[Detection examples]
--------------------
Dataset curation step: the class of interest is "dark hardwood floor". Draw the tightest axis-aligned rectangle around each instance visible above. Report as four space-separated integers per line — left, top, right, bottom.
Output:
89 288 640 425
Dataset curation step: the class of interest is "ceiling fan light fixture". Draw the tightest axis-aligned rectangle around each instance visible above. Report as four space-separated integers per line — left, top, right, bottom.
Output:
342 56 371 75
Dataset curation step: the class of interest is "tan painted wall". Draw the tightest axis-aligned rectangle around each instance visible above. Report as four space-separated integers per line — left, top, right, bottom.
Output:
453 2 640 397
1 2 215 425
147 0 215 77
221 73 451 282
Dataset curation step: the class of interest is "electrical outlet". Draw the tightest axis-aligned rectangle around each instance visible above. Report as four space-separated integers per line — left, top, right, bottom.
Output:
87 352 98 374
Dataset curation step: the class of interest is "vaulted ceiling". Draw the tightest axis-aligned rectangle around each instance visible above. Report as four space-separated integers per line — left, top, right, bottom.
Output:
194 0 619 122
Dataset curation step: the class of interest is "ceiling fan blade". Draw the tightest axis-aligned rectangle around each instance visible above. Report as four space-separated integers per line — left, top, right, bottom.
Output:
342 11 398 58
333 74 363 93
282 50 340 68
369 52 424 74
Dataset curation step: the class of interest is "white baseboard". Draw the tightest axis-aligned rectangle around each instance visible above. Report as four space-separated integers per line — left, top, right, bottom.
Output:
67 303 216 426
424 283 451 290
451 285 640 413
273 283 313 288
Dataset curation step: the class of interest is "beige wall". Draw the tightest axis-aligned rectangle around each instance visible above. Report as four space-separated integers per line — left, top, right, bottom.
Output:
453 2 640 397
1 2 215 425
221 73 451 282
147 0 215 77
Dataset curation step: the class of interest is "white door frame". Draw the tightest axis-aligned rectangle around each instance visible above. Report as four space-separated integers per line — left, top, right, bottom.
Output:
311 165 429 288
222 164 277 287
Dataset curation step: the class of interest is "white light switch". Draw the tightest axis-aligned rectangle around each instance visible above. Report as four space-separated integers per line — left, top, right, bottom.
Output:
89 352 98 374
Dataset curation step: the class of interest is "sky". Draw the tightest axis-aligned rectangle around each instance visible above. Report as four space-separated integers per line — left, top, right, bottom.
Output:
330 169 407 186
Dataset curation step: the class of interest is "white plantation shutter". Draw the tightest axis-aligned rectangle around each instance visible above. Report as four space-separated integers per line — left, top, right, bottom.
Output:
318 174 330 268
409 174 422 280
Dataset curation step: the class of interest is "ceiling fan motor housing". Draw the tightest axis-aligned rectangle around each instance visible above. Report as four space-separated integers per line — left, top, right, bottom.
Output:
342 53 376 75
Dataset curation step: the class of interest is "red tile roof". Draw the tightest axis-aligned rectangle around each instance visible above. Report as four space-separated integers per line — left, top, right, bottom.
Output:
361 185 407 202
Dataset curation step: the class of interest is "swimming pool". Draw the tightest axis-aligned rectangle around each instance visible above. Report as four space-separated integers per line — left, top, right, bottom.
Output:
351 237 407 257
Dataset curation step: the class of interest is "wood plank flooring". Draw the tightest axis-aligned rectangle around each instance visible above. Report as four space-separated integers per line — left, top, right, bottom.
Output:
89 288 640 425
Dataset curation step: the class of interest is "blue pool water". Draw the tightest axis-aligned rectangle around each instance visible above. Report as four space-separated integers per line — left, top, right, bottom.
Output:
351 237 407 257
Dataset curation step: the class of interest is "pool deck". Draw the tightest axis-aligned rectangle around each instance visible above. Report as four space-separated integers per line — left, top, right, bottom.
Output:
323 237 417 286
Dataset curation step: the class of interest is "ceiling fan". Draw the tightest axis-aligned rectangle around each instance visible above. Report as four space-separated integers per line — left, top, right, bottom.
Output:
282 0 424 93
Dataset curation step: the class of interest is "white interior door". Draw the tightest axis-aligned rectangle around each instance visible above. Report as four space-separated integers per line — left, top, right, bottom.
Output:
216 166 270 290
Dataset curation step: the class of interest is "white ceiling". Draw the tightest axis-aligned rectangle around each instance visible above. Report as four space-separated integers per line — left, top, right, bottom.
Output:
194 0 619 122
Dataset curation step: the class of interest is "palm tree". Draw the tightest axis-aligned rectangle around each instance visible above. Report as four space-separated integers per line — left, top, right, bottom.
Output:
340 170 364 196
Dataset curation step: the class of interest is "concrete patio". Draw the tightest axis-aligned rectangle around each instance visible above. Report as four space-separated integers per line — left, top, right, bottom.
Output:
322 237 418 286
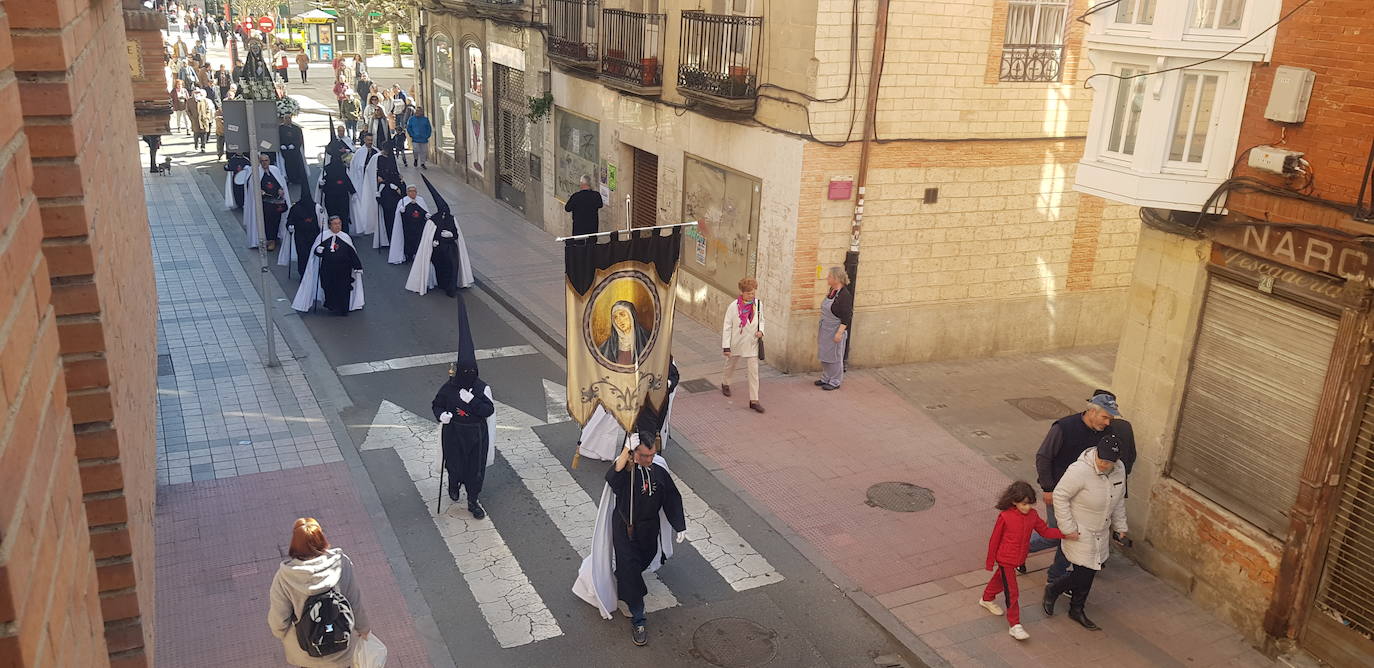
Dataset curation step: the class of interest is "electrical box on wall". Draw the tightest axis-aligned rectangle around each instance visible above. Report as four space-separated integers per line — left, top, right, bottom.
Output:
1264 65 1316 122
1249 146 1303 175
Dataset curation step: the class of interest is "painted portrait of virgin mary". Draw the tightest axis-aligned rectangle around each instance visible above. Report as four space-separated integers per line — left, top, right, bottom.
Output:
598 300 650 366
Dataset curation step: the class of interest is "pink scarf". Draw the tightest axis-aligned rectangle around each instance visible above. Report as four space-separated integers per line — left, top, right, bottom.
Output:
735 298 754 329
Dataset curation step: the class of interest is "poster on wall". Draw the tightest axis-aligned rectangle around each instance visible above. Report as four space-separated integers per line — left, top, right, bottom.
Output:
554 107 600 199
463 96 486 173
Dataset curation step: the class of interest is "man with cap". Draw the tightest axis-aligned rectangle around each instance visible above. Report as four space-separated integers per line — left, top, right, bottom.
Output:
1041 434 1127 631
1031 392 1121 581
573 404 687 646
431 297 496 520
405 175 473 297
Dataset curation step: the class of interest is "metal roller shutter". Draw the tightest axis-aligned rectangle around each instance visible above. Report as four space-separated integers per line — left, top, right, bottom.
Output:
1169 276 1337 537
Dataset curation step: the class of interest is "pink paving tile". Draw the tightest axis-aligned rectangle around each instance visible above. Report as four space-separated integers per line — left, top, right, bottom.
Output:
155 463 429 667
--------------------
To do:
Transcribe all entries above exactly. Drop the pictures.

Answer to the exercise:
Dataset curation step: the class of interest is "dark hardwood floor". Draw the tightest axis-aligned rectangle around each instance visible above. Report as four space-separated integers per line — left, top, right, bottom.
Output:
89 288 640 425
Dataset curation step: the class of interest is "ceiling fan light fixture". Draw the tightest axis-aligned rectangle around each instance visible above. Report as four space-separated integers per line — left, top, right, bottom.
Output:
342 56 371 75
Dataset curation step: the class of interest is "tan painted wall". Draw the tightest axis-aligned rectangle around each instance visible above. Report as four space-separated integers per line — left, top, right, bottom.
Output:
453 2 640 397
1 2 215 425
147 0 215 77
221 73 451 282
Dataset curation step: the class of interest is "electrical outlet". Draw the tightest axis-aligned rectangle around each instance visible above. Report as four space-separated integers per line — left, top, right, bottom.
Output:
87 352 98 374
Dataset curation step: the class of interest is "vaulted ceiling". Draw the tightest axis-aligned rectangle around each instance visible above. Report as four space-separated integers per line — left, top, right, bottom.
Output:
194 0 619 122
Dataset curation step: the class of interest is "ceiling fan blade". Draw the tightest axis-aligned rectangle around each instance visible above. Report as four space-separated integers per line — left, top, right, bottom.
Output:
342 11 398 58
333 74 363 93
282 50 340 68
369 52 424 74
Dataset curation step: the class of interest is "white baseboard". Draw the tightest axis-aligned rectangle around each instance visible above. Report as four space-separated integers per line — left, top, right, bottom.
Output:
67 303 216 426
424 283 451 290
451 285 640 413
273 283 313 288
Dataset curation step: the class of interest is "beige wall". Draw the tightest axis-aligned rectangle around each instance visible above. Report as four space-separated integers per line — left, top, right, bottom.
Output:
453 2 640 397
1 2 215 425
221 73 451 282
147 0 215 77
Dataset curation step: the class of interest is "white door frame". Draw the tightest axis-aligned rectangle around each instance visible above. Report as four space-separated integers per line — left, top, right, bottom.
Output:
311 165 429 288
222 164 277 287
Dataset curation step: the class of interest is "white light switch". Draw the tightest axis-aligned rectangle around each instance visible above. Report as four space-separated integers per line — left, top, right, bottom.
Output:
89 352 98 374
Dataset curation step: the class of interest is "sky". Draw the tightest axis-aligned rectangle around each instance visible above. Report as four space-separated integers per line — left, top, right, bottom.
Output:
330 169 407 186
Dataset curation step: the class of interest is "white plantation shutter". Draw the tightest axis-aligned rectangle around each instance visible above. Report as four space-separated integers per line — left, top, right, bottom.
Output:
318 174 330 268
409 174 422 280
Dataset curation step: the class of interest is "ceiling fan motor housing". Draw the tightest axis-aligned rectangle around each instance visible above. Report as four space-separated integers per line — left, top, right, bottom.
Output:
342 53 376 75
Dataset curation step: the class of interest is "red tile roof". Draw the tightest axis-aligned rectangle around each instance visible above. Report as four space-separated integers per line — left, top, right, bottom.
Output:
361 185 407 202
Dataset curation step: the class of interest is "swimming pool". Draw the tightest axis-aligned rectangle around each instance visible above. Report as four space-separated integers per line — left, top, right, bottom.
Output:
351 237 407 257
Dataset curation step: the class of interest is "wood plank flooring". Draw the tightest axis-aligned rectangle around each instance visible above. Report as four space-separated integers per line — left, top, right, bottom.
Output:
89 288 640 425
Dataset curation step: the class of interest is "blue pool water". Draw the tightest axis-aligned rectangle around each instance visible above. Report as four space-separated integers per line — left, top, right, bottom.
Output:
351 237 407 257
Dataset curation step: the class of interest is "pool deck". Draw the tightest axis-aligned rectangle around each instance visible above. Report as four space-separated integers per line — left, top, right, bottom.
Output:
323 237 417 286
Dataset curation step: the class of interest is "ceiling fan". Draw the tightest axis-aligned rectangle around each instance visible above. Report as four space-separated integers per line — left, top, right, bottom.
Output:
282 0 424 93
Dataset curation step: the class of interest is "white interior door". Draw the tightest axis-aligned rectangle around each instance visible above. Report as four space-separated integers per line — left, top, right, bottom.
Output:
216 166 270 290
Dataset curation step: the class of interest is "white ceiling". Draw the tightest axis-aligned rectangle around each instance visible above. Report as four space-separated integers per line — left, top, right, bottom.
Output:
194 0 619 122
Dataset curation step: the class of interest is "palm tree". Draw the tightest axis-aligned rectangle around each instance visible above. Report as four space-separated integers per line — left, top, right, bottom.
Output:
340 170 364 196
Dataset curation step: the class of interest is "concrete patio". Draw the tightest axis-aligned rectangle around each instance visible above. Report as four space-separated integers per line — left, top, right, bottom.
Output:
322 237 418 286
Dataset curation step: the class of interest is "electrical box on wall". Draw the tightest axis-aligned rectangle around each instance visible above. Report as four space-separated integers per line — left, top, right, bottom.
Output:
1264 65 1316 122
1249 146 1303 175
Dataset curation step: the class of interest is "painted portrait of virgin mary". Draw the tightest axis-aligned rectangle around each instance visible above. Report as four space-separated integers per line — left, top, right, bottom.
Output:
598 300 650 366
Dataset curation step: the class of interest is "pink scarf". Draw the tightest axis-aligned rectangle around each instance visible above. Report as four space-separated integers per line — left, top, right, bottom.
Output:
735 298 754 329
Dataset curation step: the class of interest is "poster on wall". Draw the tightest axis-aligned rectangle around each instance visible above. Report as four space-separated integers per line — left, top, right, bottom.
Output:
554 107 600 199
463 96 486 173
Dataset curation step: the class of interest is "man with cap". Draw the tightest axis-aligned rectangle around each instance visible above. Report as four space-separated integers per line — left, top, right, bottom.
Output:
1041 434 1127 631
1031 392 1121 581
573 404 687 646
431 297 496 520
405 175 473 297
Dataset curation step: the class of interest is "metal roller shutter". Draw the tightest axis-aligned rectangle around each instance visible above. Report as four space-separated integers per line — left, top, right, bottom.
Output:
1169 276 1337 537
Dataset curation step: the class of interest is "pink paving tile". Draw the tightest axis-aligned rectangle around each instance visible above. Report as four space-separated integers per line — left, top, right, bottom.
Output:
155 463 429 667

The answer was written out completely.